— What needs to be done —
Write out every line of the records below without changing anything.

— begin Data —

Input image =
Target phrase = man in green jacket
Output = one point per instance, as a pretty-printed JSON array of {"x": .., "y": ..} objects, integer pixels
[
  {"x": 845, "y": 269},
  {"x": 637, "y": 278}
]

— end Data —

— Reply —
Input image =
Target phrase = man in green jacket
Output = one point per instance, as a pretty-printed JSON array of {"x": .., "y": ..} objects, integer pixels
[
  {"x": 845, "y": 269},
  {"x": 637, "y": 278}
]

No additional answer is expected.